**DOCUMENT SECTION:**
Tibetan medicinal bathing may soon see its cultural influence spread to the rest of the world, as the 13th session of the UNESCO Intergovernmental Committee for the Safeguarding of Intangible Cultural Heritage opens in Port Louis, capital of Mauritius, on Monday.
Lum medicinal bathing of Sowa Rigpa, knowledge and practices concerning life, health and illness prevention and treatment among the Tibetan people in China, was among 40 nominations for inscription on the Representative List of Intangible Cultural Heritage of Humanity, which already has 399 inscriptions from across the world.
During the six-day meeting starting November 26, China and 23 other state attendees to UNESCO's Convention for Intangible Cultural Heritage will examine seven nominations for inscription on the List of Intangible Cultural Heritage in Need of Urgent Safeguarding.
The panel will also examine two proposals for inscription on the Register of Good Safeguarding Practices, which seeks to showcase projects, programs and activities that best reflect the objectives of the Convention.
The Convention, passed by the UNESCO in 2003 and took effect in 2006, aims to safeguard traditions and living expressions handed down from generation to generation, including oral traditions, performing arts, social practices, rituals, festive events, knowledge and practices concerning nature and the universe or the knowledge and skills to produce traditional crafts.
China was among the first batch of members to join the Convention in 2004 and served three times as a member of the UNESCO Intergovernmental Committee to contribute China's wisdom in protecting the intangible cultural heritage of all mankind.

**EXTRACTED ENTRIES:**
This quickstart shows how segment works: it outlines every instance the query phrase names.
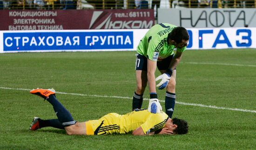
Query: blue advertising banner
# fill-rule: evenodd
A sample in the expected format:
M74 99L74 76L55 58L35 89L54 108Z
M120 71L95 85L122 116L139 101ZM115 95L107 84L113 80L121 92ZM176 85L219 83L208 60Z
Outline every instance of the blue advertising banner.
M3 51L131 49L133 32L3 33Z

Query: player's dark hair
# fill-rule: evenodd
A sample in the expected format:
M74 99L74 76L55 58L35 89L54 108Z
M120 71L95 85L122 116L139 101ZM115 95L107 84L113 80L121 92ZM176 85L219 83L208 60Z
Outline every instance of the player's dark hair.
M177 124L177 128L173 130L174 133L177 134L185 134L189 131L188 123L182 119L174 118L172 119L173 124Z
M168 34L168 39L175 41L177 44L182 42L182 40L188 40L189 39L189 35L185 28L182 26L178 26L172 30Z

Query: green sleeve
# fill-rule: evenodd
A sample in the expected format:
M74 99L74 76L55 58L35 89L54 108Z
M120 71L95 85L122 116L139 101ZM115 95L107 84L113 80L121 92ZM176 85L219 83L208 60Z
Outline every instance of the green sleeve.
M159 46L158 45L160 43L158 37L156 36L152 36L151 39L150 39L148 43L148 48L147 52L148 59L154 61L157 61L159 52L155 52L155 50L156 49L156 47Z
M182 52L186 51L186 48L187 48L187 46L184 46L182 48L177 48L177 51Z

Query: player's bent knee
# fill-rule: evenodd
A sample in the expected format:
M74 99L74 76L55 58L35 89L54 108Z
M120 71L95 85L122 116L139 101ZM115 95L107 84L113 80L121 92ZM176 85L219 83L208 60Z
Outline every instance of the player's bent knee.
M136 90L136 93L138 94L141 94L144 93L145 87L142 86L137 86L137 89Z
M175 89L175 86L176 81L175 80L171 80L167 85L167 89L174 90Z

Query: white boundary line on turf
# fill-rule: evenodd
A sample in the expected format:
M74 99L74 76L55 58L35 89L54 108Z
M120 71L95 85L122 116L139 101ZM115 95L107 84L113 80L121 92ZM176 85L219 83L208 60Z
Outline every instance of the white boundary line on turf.
M22 91L30 91L30 90L30 90L30 89L26 89L11 88L9 88L9 87L0 87L0 89L6 89L6 90L22 90ZM77 95L77 96L90 96L90 97L94 97L117 98L130 99L132 99L132 98L123 97L119 97L119 96L84 94L74 93L66 93L66 92L60 92L60 91L56 91L56 93L58 93L58 94L61 94ZM144 98L144 99L148 100L148 98ZM160 102L164 102L164 100L160 100L159 101ZM201 107L210 108L213 108L213 109L222 109L222 110L229 110L229 111L238 111L249 112L256 113L256 111L244 110L244 109L238 109L238 108L232 108L217 107L217 106L216 106L206 105L202 104L186 103L180 102L177 102L177 101L176 101L176 104L183 104L183 105L190 105L190 106L199 106L199 107Z
M242 66L246 67L256 67L256 65L242 65L236 64L224 64L224 63L197 63L194 62L182 62L181 63L195 64L195 65L235 65L235 66Z

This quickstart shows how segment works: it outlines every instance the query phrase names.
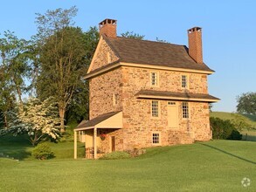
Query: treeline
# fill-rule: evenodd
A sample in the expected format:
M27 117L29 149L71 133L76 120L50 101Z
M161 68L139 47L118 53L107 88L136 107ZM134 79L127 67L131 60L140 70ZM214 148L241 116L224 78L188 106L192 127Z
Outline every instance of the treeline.
M37 34L18 38L5 31L0 38L0 121L10 126L8 113L26 103L24 95L54 98L60 127L68 120L88 118L86 74L99 41L96 27L84 32L74 25L77 8L37 14ZM0 125L1 126L1 125Z

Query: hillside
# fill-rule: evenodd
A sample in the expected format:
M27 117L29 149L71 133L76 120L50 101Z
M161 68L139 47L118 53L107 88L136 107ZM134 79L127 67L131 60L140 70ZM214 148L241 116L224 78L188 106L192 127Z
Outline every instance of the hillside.
M13 153L31 148L20 144L10 147L12 146L16 148ZM29 158L17 161L0 157L0 191L256 190L256 172L252 171L255 169L256 142L197 142L149 148L138 158L101 161L72 160L69 148L73 142L52 147L56 157L50 161ZM0 145L0 152L3 150L6 146ZM244 177L252 181L250 186L242 185Z
M252 125L252 127L256 128L256 115L248 115L248 114L238 114L243 117L246 123ZM227 112L211 112L210 113L211 117L218 117L222 120L232 120L234 119L232 113Z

**WORK ORDER:** Copy the part of the article on the UNESCO intangible heritage session starting with "During the six-day" and going on through "of Urgent Safeguarding.", swapping "seven" for "eight".

**RESULT:**
During the six-day meeting starting November 26, China and 23 other state attendees to UNESCO's Convention for Intangible Cultural Heritage will examine eight nominations for inscription on the List of Intangible Cultural Heritage in Need of Urgent Safeguarding.